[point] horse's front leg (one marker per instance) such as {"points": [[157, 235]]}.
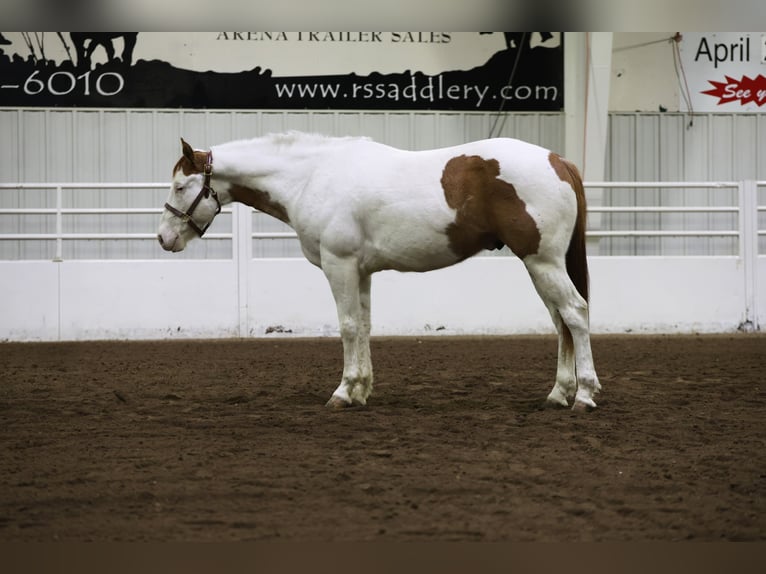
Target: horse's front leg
{"points": [[351, 291]]}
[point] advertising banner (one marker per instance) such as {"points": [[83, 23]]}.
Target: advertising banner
{"points": [[511, 71], [725, 71]]}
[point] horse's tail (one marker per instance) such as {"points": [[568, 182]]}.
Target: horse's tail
{"points": [[576, 259]]}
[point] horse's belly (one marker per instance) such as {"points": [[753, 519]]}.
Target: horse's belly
{"points": [[408, 249]]}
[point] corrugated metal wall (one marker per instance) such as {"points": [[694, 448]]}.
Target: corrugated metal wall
{"points": [[86, 145], [680, 147], [65, 145]]}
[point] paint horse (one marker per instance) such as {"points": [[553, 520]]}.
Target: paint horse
{"points": [[359, 207]]}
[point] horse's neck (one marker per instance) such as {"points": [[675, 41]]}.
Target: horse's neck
{"points": [[261, 174]]}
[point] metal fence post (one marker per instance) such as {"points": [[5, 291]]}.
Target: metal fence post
{"points": [[748, 250], [59, 256], [242, 247]]}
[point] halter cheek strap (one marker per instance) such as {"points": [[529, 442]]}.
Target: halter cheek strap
{"points": [[206, 191]]}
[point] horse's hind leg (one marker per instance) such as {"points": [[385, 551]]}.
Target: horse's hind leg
{"points": [[561, 297], [566, 382], [352, 298]]}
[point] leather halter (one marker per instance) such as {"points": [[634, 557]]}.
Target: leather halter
{"points": [[206, 191]]}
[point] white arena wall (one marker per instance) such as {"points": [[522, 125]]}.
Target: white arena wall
{"points": [[680, 258], [84, 300]]}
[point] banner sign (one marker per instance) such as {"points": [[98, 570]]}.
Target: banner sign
{"points": [[511, 71], [725, 72]]}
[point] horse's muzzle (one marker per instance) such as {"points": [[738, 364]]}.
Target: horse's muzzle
{"points": [[170, 241]]}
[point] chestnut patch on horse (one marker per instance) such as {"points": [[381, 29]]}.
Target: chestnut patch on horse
{"points": [[259, 200], [489, 211], [559, 165], [191, 161]]}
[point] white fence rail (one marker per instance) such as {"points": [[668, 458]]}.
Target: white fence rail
{"points": [[746, 228]]}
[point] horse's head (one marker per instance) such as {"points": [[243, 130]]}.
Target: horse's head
{"points": [[192, 203]]}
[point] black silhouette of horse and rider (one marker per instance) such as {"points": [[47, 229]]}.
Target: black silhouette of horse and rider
{"points": [[85, 43]]}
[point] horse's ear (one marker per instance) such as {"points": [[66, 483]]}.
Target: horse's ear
{"points": [[188, 151]]}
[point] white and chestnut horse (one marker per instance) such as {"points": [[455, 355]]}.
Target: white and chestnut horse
{"points": [[359, 207]]}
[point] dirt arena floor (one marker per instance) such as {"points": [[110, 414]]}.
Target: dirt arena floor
{"points": [[230, 440]]}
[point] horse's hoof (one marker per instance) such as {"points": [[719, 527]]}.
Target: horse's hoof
{"points": [[337, 403], [553, 404], [583, 407]]}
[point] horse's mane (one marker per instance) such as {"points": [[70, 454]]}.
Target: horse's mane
{"points": [[295, 137]]}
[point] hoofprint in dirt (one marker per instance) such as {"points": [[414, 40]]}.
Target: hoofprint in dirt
{"points": [[230, 440]]}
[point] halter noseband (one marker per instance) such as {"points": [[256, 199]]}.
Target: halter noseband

## EXERCISE REQUIREMENTS
All that is needed is the exact run of lines above from the line containing "[point] white fence" through the line containing "[point] halter noseband", both of them included.

## RESULT FOR THIS EXERCISE
[point] white fence rail (one marker per instance) such as {"points": [[668, 458]]}.
Target: white fence rail
{"points": [[746, 228]]}
[point] horse's head (one marker per instance) such as {"points": [[243, 130]]}.
Target: horse's head
{"points": [[192, 203]]}
[point] black silhouette of horse and rider (one marker per instance) such as {"points": [[47, 229]]}.
Target: black silhouette of horse and rider
{"points": [[85, 43]]}
[point] horse's ear (one marker per instance) such as {"points": [[66, 483]]}.
Target: horse's ear
{"points": [[188, 151]]}
[point] white and chestnut horse (one marker per instance) such as {"points": [[455, 355]]}.
Target: white and chestnut horse
{"points": [[359, 207]]}
[point] dirt arena floor (one marker per instance) such as {"points": [[110, 414]]}.
Target: dirt arena floor
{"points": [[230, 440]]}
[point] horse's hoof (one marker per instance) such as {"points": [[719, 527]]}.
Target: horse's hoof
{"points": [[337, 403], [553, 404], [583, 407]]}
[point] horse's mane (one marker per instance) such as {"points": [[70, 454]]}.
Target: horse's mane
{"points": [[295, 137]]}
[point] hoofprint in dirt (one marker per instance) such as {"points": [[414, 40]]}.
Target: hoofprint in dirt
{"points": [[230, 440]]}
[point] halter noseband (one marker per instance) such as {"points": [[256, 199]]}.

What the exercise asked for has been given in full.